[Working data Boundary: Start]

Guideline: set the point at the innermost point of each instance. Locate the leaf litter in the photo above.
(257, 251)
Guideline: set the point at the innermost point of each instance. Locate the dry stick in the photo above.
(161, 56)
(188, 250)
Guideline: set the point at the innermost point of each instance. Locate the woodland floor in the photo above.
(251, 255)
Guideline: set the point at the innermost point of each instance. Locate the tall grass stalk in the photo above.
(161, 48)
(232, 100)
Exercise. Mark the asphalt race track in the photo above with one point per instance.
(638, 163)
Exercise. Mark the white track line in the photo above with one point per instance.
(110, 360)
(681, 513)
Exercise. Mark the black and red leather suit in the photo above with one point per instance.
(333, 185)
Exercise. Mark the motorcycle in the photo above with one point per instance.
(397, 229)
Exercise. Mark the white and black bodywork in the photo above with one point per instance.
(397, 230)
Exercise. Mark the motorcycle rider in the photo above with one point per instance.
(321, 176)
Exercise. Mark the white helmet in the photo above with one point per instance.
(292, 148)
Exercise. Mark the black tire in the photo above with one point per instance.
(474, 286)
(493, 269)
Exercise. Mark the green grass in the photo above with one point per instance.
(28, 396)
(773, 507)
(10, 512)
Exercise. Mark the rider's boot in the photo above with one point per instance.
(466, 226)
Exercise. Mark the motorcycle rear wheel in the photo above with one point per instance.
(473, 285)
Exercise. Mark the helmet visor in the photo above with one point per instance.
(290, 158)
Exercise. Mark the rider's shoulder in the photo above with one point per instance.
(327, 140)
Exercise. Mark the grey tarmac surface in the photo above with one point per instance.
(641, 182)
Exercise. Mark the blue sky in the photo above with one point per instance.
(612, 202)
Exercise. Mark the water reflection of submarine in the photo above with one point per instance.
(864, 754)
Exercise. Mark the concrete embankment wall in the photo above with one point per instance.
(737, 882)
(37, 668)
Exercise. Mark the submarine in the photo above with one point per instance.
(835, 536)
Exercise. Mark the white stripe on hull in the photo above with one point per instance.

[Working data Boundary: End]

### What is required
Copy the records above exactly, leaving nothing out.

### Exercise result
Guideline: set the point at the innermost point of each instance. Locate the leaf litter in the photo above.
(257, 251)
Guideline: set the point at the innermost point of each instance. Locate the dry stick in the photo above.
(161, 56)
(188, 250)
Guideline: set the point at the innermost point of each instance. Locate the woodland floor in the photo above.
(251, 255)
Guideline: set the point at the innermost point of each instance. Locate the tall grass stalk in the photo above.
(161, 48)
(232, 100)
Exercise. Mark the asphalt race track in the photo above with one point per instance.
(638, 163)
Exercise. Mark the white track line in the photo above with one point per instance.
(110, 360)
(681, 513)
Exercise. Mark the black and red leather suit in the photo above with one point per instance.
(333, 185)
Exercise. Mark the motorcycle in the photo above with one point per instance.
(397, 229)
Exercise. Mark the white and black bodywork in the photo above with one point per instance.
(397, 230)
Exercise. Mark the motorcycle rider in the photo above with one point per instance.
(321, 176)
Exercise. Mark the white helmet in the photo above with one point per instance.
(292, 148)
Exercise. Mark the black tire in the photo above with one point per instance.
(474, 286)
(493, 269)
Exercise. Mark the green grass in the photo above with one point per instance.
(28, 396)
(773, 507)
(10, 512)
Exercise. Mark the rider's boot in the photo above with one point per instance.
(466, 226)
Exercise. Mark the motorcycle rear wheel in the photo above with one point per instance.
(473, 285)
Exercise. Mark the helmet visor in the photo above with one point per instance.
(290, 158)
Exercise. Mark the rider's shoulder in the photo above with one point per instance.
(327, 140)
Exercise. Mark the grey tarmac surface in the photo above with one point per instance.
(641, 182)
Exercise. Mark the blue sky in the photo above with one point per instance.
(612, 202)
Exercise. Mark the water reflection of submarine in the photo above with one point per instance.
(864, 754)
Exercise. Mark the concrete embankment wall in the photo above with one point per instance.
(737, 882)
(37, 668)
Exercise. Mark the submarine in the photo above with one point per instance.
(835, 536)
Exercise. Mark the white stripe on hull in the photo above with one point per instance.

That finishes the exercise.